§ TASK STATEMENT:
Pick out every line in the items below that contains the word "green", and please copy each one.

•••

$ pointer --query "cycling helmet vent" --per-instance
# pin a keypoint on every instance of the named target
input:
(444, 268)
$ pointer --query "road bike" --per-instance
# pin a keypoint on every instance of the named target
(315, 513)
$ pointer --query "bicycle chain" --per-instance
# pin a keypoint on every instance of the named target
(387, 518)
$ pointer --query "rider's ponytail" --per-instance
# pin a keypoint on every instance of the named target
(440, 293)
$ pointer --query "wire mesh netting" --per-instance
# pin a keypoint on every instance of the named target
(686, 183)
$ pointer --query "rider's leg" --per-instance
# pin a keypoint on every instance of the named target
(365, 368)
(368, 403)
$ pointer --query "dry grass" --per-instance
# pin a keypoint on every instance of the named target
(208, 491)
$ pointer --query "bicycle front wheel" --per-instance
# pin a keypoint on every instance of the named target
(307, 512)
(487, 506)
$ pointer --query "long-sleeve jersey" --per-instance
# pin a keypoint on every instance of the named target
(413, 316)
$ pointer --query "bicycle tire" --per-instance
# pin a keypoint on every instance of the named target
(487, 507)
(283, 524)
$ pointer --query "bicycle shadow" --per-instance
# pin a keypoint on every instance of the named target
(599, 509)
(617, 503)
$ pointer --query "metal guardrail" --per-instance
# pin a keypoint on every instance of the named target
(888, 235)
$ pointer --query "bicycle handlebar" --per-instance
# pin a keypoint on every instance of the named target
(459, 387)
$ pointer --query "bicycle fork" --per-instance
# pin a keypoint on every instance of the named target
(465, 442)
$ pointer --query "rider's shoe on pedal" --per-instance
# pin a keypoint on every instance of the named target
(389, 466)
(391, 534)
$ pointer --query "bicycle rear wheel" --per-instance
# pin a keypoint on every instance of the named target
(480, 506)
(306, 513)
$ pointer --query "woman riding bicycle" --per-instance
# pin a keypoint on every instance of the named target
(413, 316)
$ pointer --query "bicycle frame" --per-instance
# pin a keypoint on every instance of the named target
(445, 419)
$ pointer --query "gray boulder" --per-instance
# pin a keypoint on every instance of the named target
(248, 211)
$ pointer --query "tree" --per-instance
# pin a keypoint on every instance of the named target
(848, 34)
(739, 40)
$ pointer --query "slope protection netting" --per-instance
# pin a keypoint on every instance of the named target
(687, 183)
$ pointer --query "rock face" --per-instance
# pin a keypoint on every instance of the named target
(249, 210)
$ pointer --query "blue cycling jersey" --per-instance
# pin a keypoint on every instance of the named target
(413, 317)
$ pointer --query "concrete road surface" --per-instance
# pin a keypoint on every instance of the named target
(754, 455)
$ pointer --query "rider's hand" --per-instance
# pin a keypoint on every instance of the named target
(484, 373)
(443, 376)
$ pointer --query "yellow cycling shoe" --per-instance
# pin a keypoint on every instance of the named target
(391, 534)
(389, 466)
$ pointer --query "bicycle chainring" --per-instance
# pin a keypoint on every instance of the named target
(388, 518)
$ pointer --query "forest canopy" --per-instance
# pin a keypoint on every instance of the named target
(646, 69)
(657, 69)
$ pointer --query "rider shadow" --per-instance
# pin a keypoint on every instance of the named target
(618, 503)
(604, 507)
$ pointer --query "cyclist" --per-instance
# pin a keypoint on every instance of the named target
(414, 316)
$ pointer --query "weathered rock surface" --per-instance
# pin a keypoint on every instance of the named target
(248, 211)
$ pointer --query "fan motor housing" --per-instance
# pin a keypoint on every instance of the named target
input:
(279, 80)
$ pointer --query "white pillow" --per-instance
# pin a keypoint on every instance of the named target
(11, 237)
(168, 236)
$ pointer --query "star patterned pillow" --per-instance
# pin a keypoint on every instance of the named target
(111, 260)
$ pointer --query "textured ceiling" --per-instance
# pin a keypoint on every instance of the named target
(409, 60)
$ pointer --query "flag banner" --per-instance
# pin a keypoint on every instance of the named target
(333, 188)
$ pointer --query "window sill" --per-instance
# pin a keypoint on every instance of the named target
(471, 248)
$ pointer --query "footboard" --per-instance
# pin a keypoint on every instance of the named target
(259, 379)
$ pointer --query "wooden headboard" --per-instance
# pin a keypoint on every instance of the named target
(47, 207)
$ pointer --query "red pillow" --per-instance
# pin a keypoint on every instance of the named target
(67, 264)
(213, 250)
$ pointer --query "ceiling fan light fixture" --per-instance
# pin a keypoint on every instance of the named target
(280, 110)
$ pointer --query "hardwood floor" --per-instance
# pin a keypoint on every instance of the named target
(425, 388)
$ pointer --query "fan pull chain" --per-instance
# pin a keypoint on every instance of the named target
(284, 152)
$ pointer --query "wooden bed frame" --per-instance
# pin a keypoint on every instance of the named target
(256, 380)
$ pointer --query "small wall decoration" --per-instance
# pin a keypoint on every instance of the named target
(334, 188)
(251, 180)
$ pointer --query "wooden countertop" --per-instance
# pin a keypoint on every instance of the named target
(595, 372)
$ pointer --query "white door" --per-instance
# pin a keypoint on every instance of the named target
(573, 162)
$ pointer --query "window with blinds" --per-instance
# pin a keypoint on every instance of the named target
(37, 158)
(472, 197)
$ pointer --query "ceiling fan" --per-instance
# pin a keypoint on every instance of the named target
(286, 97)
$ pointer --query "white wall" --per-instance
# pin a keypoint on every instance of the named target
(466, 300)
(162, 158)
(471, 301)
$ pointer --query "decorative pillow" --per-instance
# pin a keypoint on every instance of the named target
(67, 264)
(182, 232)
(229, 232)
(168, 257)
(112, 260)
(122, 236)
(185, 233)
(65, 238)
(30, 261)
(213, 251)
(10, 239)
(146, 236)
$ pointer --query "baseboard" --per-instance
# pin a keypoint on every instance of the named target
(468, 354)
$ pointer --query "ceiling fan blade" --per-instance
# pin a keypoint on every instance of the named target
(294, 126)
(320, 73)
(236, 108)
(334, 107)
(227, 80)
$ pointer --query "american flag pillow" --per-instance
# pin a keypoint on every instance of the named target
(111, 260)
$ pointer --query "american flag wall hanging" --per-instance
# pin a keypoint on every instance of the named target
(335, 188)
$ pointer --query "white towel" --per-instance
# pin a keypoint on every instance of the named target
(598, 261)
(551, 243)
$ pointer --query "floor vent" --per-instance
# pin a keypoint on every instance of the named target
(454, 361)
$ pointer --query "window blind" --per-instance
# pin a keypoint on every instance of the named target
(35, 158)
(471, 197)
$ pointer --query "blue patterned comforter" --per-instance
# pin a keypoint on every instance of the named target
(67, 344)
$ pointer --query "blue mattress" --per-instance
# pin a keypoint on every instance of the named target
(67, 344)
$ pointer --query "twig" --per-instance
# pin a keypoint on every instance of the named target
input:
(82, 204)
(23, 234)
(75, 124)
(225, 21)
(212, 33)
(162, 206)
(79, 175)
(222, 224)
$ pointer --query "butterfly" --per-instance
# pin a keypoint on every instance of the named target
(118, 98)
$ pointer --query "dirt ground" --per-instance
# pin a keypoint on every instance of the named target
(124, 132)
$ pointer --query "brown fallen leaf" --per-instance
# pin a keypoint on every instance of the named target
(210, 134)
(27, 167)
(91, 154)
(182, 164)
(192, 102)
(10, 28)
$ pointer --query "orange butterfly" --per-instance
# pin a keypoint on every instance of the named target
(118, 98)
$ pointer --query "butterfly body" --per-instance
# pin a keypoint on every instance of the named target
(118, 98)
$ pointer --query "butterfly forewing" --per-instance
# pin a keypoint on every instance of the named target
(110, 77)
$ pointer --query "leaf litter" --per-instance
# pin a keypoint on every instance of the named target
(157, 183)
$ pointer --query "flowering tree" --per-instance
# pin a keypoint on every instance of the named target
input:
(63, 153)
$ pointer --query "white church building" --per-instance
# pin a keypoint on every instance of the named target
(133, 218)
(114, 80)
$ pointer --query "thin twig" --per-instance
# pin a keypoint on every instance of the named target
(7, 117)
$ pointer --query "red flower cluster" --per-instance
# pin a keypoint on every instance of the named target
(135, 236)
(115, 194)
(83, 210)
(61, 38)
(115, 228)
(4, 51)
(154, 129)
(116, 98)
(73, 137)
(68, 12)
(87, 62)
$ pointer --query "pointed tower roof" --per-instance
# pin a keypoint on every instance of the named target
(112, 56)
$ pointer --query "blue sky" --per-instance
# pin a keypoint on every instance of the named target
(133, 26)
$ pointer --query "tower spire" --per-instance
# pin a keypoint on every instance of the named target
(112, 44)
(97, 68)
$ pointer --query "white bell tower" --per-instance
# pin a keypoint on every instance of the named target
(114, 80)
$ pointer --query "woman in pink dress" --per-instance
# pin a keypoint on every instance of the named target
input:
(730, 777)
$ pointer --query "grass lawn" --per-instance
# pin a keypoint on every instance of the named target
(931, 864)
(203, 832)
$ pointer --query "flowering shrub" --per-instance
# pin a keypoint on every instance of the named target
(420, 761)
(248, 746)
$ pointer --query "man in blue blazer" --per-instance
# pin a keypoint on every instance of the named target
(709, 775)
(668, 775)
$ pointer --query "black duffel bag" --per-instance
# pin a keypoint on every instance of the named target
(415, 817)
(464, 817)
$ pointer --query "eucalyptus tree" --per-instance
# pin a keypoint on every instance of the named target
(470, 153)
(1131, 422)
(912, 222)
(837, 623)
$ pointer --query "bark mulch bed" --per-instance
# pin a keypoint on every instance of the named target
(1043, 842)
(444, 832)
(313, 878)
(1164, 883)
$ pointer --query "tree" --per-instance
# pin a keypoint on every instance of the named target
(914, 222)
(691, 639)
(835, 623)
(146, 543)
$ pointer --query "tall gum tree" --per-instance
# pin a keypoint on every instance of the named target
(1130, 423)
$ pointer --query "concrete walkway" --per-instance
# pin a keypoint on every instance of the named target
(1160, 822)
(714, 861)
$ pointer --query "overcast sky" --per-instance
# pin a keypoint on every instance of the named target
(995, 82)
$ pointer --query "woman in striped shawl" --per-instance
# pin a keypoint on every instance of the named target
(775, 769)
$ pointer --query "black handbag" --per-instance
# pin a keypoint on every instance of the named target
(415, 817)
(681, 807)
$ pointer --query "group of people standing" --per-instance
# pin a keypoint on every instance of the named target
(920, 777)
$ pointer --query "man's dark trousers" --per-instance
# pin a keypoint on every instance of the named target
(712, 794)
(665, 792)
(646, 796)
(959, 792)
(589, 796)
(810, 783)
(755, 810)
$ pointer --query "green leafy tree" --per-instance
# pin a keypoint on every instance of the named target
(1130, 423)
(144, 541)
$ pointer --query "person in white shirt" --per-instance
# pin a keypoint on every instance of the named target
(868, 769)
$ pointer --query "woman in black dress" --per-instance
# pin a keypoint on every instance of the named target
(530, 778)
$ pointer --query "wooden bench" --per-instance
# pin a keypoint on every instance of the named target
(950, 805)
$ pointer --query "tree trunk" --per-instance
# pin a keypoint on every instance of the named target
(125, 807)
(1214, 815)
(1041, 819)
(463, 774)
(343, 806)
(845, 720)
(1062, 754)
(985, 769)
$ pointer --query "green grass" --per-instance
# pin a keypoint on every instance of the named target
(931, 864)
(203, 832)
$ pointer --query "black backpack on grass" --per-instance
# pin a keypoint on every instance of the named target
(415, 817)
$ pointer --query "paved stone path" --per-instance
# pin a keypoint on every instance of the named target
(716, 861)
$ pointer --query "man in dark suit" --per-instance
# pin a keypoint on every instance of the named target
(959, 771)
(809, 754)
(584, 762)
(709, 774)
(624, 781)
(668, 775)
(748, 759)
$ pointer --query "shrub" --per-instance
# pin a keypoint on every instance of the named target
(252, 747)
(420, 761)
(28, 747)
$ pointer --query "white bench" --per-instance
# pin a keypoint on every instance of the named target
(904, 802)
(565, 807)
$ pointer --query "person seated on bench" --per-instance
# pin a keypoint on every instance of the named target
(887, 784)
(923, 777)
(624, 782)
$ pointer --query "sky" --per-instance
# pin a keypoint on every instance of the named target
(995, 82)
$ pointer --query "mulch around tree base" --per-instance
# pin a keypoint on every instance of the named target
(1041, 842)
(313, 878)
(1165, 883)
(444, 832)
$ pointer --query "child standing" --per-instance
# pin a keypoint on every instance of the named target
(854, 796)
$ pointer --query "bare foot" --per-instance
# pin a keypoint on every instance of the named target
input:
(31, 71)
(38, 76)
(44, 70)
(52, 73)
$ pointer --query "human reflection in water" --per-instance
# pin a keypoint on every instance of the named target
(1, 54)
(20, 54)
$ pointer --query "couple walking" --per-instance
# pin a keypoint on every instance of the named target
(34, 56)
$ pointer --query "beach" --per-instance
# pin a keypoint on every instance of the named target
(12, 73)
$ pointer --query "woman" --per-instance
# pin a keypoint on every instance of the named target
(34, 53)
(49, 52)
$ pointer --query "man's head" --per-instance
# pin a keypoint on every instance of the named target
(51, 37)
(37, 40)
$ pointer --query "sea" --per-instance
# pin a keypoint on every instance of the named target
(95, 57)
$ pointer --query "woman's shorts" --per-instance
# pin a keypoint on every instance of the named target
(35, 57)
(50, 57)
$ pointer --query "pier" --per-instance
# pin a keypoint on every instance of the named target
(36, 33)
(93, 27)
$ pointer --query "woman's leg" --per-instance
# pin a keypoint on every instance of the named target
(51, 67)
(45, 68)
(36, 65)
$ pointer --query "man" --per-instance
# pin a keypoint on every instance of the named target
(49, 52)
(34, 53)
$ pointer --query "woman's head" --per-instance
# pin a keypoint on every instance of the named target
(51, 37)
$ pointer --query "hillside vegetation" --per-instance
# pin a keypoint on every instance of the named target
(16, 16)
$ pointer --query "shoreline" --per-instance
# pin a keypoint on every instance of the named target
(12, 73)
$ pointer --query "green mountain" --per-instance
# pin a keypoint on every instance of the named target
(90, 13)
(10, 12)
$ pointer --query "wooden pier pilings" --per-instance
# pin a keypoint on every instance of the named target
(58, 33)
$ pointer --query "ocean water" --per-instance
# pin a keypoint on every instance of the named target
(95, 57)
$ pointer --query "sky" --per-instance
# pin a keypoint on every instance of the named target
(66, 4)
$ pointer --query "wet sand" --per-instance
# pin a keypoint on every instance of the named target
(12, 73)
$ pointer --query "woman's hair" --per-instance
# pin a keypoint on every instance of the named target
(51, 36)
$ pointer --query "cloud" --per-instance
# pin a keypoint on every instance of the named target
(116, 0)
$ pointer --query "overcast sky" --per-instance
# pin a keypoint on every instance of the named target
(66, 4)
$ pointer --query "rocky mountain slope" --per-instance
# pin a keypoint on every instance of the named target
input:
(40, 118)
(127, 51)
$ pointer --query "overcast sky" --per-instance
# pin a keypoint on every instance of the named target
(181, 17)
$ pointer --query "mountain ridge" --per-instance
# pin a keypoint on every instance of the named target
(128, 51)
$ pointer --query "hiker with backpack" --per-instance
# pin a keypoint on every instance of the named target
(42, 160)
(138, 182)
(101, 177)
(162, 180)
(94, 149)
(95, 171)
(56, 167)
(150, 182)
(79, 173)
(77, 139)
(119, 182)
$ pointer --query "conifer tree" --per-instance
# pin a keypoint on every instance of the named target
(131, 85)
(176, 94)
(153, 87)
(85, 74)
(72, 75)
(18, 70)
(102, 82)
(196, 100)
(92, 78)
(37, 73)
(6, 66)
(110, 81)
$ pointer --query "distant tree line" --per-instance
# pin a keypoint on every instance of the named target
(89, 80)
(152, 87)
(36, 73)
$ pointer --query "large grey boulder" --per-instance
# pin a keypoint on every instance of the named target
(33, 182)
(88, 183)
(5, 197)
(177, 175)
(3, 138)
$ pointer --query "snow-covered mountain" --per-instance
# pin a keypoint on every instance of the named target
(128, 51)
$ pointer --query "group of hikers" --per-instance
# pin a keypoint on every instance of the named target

•••

§ TASK OUTPUT:
$ pointer --query "green leafy tree" --per-instance
$ pointer --query "green grass" --per-instance
$ pointer --query "green mountain" --per-instance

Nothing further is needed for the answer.